Physical characteristics
- • location: Selwyn Mountains
- • elevation: 1,401 m (4,596 ft)
- • location: Mackenzie River
- • coordinates: 64°25′N 124°48′W﻿ / ﻿64.417°N 124.800°W
- • elevation: 121 m (397 ft)
- Length: 410 km (250 mi)
- Basin size: 19,000 km^{2} (7,300 sq mi)
- • location: Above Twitya River
- • average: 115.7 m^{3}/s (4,090 cu ft/s)
- • minimum: 20 m^{3}/s (710 cu ft/s)
- • maximum: 550 m^{3}/s (19,000 cu ft/s)

Basin features
- Progression: Southwest-northeast
- • left: Tsichu River, Intga River, Ekwi River, Twitya River, Summit Creek
- • right: Sekwi Brook, Natla River, Dorkan Creek, Nidhe Brook, Naintin Brook, Toochingkla River, Moose Nest Creek, Red Dog Creek, Middle Creek

= Keele River =

The Keele River is a tributary of the Mackenzie River, about 410 km long, in the western part of the Canadian Northwest Territories. Flowing in a generally northeast direction, it drains a sparsely populated, rugged area of the Mackenzie Mountains.

==Course==
The Keele River originates in a small, unnamed lake near the border of the Northwest Territories and the Yukon, approximately 25 km south of Macmillan Pass, which is the terminus of the drivable section of the North CANOL Road. The river begins its journey by flowing northwest through the alpine tundra area known as the Mackenzie Mountain Barrens, joining the Tsichu and Intga Rivers along the way. It then drops off the alpine plateau and begins its long descent to the Mackenzie River, tumbling gradually down into the dramatic Backbone Ranges of the Mackenzie Mountains. Approximately 100 km from the Keele's source, the Natla River rushes into the Keele from the south and almost doubles the flow and size of the river. From the Natla Confluence, The Keele turns and snakes its way northward for 85 km until it meets the Twitya River, its largest tributary, flowing in from the west. Just after the Twitya confluence, the Keele is deflected east around the Tigonankweine Range by the towering Mount Eduni Massif and continues in this direction until reaching the Mackenzie River. During this section, the Toochingkla River flows in from the south, before the Keele cuts between the spectacular Canyon and Redstone Ranges. It then leaves the mountains behind, becoming slow and braided, and receives Middle Creek from the south, merging into the Mackenzie some 13 km downstream from the Redstone River and 50 km south-southeast of Tulita.

> **Exercise directions**:
Continue the Keele River article from its last sentence.

> **Material provided**:
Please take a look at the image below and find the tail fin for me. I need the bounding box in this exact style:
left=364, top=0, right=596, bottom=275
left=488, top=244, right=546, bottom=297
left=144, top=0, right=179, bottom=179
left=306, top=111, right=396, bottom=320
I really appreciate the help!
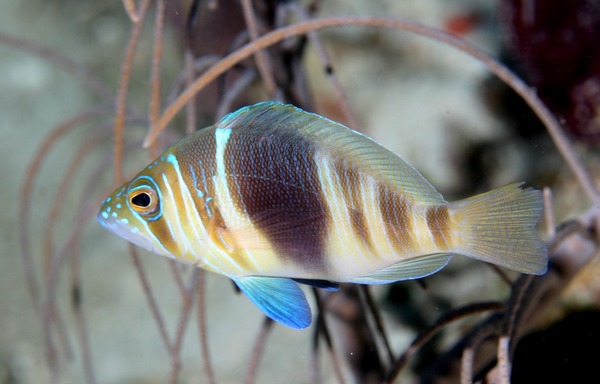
left=451, top=183, right=548, bottom=275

> **Written reply**:
==History==
People have inhabited the mountainous area surrounding the Keele River for at least 11,000 years. The Dene name for the Keele River is Begádeé, which translates to "Winding River". The river was used extensively as a trade route for some tribes of the Mountain Dene people. After spending the summer hunting and trading along the Yukon/NWT border the Mountain Dene, or shúhtagot'ıne, would build large moose skin boats, fill them with furs and goods and paddle down the Keele River to their winter camps along the Mackenzie River Valley. There they would trade these furs and goods for supplies to survive the long winter months with the Lowland Dene People and the Hudson Bay trading post after it was built at Fort Norman in the 1800s. Come spring, they would return to the mountains once again on foot. After signing Treaty 11 (regarding the transfer of lands in the Yukon to the federal government for purposes of oil exploration) with King George V in 1921, the Dene no longer went to the Yukon Border area as frequently and as a result the Keele was also less travelled. The Keele also has been known as the Gravel River.

The river was named, as was the Keele Peak, for Joseph Keele, a member of the Geological Survey of Canada, who had surveyed the area in 1907–08, and descended the Keele River from its source to the Mackenzie.

==Recreation==
In recent years the Keele River, the less travelled cousin of the South Nahanni River, has become a popular destination for wilderness canoeing and rafting. This is due to a combination of surrounding mountain sceneries and multiple class 2+ whitewater rivers with no portages. Several outfitting and guiding companies offer guided tours down the Natla/Keele river system during all months of the summer. Trips usually depart Norman Wells or Fort Simpson by floatplane and land on the river at the Natla-Keele confluence, with trips usually lasting between 10 and 14 days. The upper Keele River above the confluence with the Natla is also a class 2-3 navigable waterway, but suffers from accessibility issues, as there are no lakes for a float plane to land on at the headwaters of the river. Paddlers looking to go down this section usually access the Keele through the class 3-4 Tischu River after landing on an air strip at Mile 222 of the Canol Road.

==In literature==
- James A. Michener describes a group of pioneers wintering on the edges of the river in the winter of 1897-1898 in his novel Journey (1989)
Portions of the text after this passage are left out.